**Work to complete**
Your task is to transcribe the entries below exactly, beginning with the line containing "the white crosswalk" and ending with the final line, and to add nothing else.

— START OF Data extract —

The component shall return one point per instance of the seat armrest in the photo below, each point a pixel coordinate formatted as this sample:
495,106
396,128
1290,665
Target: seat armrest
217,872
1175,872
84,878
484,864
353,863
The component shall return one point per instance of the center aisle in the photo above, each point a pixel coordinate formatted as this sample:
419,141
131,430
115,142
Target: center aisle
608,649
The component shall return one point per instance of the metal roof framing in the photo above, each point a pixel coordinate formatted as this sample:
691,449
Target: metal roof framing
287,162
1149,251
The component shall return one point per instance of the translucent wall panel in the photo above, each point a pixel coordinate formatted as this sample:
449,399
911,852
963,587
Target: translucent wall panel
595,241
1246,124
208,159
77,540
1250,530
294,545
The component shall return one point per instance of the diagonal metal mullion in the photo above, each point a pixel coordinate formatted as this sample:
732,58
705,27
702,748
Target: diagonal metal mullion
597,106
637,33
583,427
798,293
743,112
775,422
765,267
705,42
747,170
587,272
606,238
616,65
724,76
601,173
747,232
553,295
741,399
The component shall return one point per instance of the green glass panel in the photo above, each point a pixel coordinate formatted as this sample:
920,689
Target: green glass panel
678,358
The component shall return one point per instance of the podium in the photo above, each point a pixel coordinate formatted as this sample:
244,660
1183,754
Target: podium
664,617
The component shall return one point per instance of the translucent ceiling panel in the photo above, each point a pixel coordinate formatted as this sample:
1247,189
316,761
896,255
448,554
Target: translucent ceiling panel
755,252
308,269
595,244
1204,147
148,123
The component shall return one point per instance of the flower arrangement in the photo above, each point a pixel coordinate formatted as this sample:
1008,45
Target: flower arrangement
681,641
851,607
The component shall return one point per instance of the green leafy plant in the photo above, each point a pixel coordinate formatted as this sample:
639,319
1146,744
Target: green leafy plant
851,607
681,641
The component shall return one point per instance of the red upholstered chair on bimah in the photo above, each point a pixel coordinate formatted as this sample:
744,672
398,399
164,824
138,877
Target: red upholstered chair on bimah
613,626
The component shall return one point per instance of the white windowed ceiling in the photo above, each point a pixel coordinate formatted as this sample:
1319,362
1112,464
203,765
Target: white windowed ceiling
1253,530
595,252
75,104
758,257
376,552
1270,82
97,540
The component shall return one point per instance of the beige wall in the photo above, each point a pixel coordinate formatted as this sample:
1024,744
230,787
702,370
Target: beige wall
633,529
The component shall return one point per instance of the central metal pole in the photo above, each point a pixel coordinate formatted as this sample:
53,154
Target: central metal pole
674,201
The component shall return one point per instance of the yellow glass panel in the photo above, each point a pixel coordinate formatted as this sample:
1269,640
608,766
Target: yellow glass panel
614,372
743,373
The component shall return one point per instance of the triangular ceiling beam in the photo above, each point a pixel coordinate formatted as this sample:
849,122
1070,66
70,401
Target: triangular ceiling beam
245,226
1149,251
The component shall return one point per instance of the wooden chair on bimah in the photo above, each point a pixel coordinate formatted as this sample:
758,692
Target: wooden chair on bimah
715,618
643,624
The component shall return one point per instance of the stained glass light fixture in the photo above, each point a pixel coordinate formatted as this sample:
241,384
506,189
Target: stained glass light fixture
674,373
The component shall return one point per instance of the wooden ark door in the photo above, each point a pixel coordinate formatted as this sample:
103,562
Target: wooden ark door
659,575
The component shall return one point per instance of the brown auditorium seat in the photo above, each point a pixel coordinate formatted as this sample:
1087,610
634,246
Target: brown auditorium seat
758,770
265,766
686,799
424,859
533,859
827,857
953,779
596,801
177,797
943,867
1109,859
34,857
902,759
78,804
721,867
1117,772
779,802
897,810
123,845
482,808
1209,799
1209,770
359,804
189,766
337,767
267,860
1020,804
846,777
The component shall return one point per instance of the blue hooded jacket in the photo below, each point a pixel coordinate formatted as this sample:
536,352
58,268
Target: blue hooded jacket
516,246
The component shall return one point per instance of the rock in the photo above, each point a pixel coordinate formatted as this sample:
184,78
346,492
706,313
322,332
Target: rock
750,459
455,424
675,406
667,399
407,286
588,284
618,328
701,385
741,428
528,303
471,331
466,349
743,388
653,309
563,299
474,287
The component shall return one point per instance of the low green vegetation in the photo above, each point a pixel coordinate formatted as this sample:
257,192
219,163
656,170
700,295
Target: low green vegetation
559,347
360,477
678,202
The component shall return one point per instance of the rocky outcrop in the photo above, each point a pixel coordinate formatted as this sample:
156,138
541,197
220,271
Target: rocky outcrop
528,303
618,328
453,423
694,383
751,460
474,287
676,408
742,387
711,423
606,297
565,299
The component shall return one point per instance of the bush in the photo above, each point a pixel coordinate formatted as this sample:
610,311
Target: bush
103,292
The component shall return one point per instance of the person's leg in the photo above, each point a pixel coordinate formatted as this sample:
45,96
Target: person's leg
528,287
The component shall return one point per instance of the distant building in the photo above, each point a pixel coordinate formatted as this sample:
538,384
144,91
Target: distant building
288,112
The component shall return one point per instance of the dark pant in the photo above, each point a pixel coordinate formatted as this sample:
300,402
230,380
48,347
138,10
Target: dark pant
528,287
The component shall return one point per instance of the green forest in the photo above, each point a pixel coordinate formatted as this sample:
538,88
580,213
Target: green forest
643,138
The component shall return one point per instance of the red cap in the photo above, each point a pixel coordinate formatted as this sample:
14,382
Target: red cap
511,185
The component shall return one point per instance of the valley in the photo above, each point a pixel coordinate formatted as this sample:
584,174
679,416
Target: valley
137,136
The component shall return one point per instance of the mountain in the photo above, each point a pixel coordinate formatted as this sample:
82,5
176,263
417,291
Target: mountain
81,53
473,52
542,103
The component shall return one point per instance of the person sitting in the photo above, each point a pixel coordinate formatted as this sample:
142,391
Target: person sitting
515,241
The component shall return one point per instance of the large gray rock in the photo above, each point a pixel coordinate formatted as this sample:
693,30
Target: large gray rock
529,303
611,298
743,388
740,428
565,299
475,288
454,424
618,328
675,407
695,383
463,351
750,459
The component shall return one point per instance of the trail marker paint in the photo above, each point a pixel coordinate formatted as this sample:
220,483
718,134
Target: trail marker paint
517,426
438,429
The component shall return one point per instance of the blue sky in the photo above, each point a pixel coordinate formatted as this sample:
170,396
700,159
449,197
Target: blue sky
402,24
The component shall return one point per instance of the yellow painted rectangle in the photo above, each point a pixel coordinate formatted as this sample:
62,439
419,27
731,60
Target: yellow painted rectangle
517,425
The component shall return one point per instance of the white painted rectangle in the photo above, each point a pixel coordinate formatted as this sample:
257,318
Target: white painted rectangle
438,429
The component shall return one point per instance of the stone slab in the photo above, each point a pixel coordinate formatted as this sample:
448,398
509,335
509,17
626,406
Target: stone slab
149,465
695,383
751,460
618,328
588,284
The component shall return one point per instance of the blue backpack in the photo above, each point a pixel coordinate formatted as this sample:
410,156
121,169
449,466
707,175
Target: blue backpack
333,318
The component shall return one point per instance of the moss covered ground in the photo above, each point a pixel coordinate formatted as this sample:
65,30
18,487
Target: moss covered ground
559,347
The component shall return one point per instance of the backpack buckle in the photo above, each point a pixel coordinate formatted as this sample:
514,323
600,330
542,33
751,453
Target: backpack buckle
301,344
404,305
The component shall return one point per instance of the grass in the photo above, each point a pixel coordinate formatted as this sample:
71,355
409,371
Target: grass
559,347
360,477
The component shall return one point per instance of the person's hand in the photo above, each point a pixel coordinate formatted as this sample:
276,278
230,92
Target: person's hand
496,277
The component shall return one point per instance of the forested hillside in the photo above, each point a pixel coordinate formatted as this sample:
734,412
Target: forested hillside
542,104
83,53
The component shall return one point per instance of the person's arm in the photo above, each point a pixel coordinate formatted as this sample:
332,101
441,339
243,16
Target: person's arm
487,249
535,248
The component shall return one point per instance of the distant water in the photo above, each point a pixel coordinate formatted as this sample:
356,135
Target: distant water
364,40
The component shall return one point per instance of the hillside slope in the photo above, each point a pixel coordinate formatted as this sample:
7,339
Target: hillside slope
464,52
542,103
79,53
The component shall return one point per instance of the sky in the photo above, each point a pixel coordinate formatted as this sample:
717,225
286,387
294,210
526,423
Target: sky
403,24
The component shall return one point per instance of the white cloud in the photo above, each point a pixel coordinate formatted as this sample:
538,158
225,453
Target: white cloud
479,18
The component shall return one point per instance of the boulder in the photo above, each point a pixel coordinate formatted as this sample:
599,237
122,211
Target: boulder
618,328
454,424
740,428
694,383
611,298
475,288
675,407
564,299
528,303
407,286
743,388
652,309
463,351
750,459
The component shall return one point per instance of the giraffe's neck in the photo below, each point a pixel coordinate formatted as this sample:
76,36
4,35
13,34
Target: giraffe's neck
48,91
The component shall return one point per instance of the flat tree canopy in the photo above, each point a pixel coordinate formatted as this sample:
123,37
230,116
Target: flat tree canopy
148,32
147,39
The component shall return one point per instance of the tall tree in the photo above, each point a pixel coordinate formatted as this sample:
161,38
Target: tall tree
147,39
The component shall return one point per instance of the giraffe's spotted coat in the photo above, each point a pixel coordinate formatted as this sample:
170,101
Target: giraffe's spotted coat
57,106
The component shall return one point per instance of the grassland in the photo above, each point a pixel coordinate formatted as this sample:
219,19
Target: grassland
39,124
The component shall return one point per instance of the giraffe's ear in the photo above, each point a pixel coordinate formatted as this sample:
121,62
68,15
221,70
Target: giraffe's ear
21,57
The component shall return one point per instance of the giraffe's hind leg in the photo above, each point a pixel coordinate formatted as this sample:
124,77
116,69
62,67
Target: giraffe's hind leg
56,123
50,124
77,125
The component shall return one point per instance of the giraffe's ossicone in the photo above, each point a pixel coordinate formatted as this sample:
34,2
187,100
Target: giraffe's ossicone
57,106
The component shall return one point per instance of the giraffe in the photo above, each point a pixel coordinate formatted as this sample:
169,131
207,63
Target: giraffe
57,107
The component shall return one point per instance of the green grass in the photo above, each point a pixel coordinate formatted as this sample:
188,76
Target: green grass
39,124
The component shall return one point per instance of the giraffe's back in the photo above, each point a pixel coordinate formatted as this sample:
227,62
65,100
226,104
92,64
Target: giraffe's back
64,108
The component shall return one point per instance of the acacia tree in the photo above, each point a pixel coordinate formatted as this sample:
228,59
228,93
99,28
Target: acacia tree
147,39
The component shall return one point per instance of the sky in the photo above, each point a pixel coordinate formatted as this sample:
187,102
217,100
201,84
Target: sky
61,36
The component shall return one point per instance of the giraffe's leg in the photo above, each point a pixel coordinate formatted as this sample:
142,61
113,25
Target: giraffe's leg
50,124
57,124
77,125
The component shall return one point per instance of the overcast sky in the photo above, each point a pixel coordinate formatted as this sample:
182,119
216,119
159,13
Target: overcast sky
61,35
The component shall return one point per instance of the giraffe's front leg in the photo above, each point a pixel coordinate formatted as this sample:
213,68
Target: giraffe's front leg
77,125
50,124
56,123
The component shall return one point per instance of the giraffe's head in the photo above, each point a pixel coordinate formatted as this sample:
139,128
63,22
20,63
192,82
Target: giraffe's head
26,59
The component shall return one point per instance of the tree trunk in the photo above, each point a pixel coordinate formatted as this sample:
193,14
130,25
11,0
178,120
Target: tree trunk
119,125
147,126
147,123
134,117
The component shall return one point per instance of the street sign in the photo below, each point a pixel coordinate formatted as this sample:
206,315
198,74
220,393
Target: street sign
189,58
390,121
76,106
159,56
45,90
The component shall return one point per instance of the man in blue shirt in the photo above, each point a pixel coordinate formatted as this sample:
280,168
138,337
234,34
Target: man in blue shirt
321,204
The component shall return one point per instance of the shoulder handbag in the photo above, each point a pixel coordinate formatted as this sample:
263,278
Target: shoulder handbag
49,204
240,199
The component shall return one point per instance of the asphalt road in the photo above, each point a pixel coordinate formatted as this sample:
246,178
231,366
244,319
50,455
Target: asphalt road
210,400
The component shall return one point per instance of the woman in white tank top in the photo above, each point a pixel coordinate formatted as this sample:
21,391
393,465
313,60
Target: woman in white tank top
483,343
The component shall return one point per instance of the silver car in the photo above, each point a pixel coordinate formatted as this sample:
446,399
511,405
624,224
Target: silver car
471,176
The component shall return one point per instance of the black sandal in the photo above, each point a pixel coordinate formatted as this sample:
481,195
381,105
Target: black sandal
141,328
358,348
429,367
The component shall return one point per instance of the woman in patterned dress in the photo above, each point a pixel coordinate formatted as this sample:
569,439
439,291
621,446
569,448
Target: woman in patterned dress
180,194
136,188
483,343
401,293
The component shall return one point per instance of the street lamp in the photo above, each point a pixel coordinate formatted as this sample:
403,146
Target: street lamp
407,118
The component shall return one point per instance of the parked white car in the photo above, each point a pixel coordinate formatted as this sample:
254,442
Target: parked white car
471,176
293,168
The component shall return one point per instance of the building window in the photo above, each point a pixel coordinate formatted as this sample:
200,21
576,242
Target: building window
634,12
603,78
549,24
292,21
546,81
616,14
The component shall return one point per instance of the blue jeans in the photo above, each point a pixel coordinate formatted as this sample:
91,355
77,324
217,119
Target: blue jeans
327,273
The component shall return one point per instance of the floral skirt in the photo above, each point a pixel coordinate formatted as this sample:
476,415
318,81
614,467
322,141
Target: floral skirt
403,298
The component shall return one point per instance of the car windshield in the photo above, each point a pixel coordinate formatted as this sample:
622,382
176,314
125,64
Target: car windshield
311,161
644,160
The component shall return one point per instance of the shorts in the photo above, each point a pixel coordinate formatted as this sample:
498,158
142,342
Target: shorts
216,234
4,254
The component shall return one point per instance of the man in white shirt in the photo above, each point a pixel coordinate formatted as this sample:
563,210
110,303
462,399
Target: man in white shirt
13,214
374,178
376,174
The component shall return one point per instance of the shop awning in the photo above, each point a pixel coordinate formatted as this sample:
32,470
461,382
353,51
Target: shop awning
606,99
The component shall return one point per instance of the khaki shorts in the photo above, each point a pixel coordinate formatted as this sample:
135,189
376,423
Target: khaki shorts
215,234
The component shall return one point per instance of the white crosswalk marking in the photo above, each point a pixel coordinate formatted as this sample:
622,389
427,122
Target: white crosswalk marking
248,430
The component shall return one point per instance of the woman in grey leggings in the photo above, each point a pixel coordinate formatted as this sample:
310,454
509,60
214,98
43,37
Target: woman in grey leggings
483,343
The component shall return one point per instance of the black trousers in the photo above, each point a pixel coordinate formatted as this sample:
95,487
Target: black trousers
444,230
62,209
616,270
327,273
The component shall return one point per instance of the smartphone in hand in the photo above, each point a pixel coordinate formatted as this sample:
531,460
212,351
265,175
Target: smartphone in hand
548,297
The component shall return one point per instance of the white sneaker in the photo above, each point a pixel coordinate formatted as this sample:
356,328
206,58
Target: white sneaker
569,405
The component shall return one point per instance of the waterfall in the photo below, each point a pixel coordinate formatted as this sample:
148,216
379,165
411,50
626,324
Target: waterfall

— END OF Data extract —

**Result for this task**
The component shall return one point per instance of the white crosswalk marking in the photo above, each point a pixel coordinate formatted as this sample:
622,389
427,122
Target: white crosswalk marking
248,430
The component shall return one point per instance of the woman in grey leggings in the photo above, each point a pixel coordinate formatted as this sample:
310,454
509,60
214,98
43,37
Target: woman in grey leggings
483,343
The component shall return one point per instance of the black trousers in the photo above, each point a pixel coordinate formatted as this sample:
95,487
Target: black trousers
444,230
62,209
616,270
327,273
The component shall return one point per instance of the smartphone in hand in the photo above, each point a pixel coordinate formatted as this sample:
531,460
212,351
265,175
Target: smartphone in hand
548,297
The component shall return one point per instance of the white sneaker in the photo above, each point a pixel coordinate formatted as this sample:
356,328
206,58
Target: white sneaker
569,405
The component shall return one point per instance of the waterfall in the photo below, each point a pixel coordinate formatted as this sample:
148,216
379,165
411,50
626,324
Target: waterfall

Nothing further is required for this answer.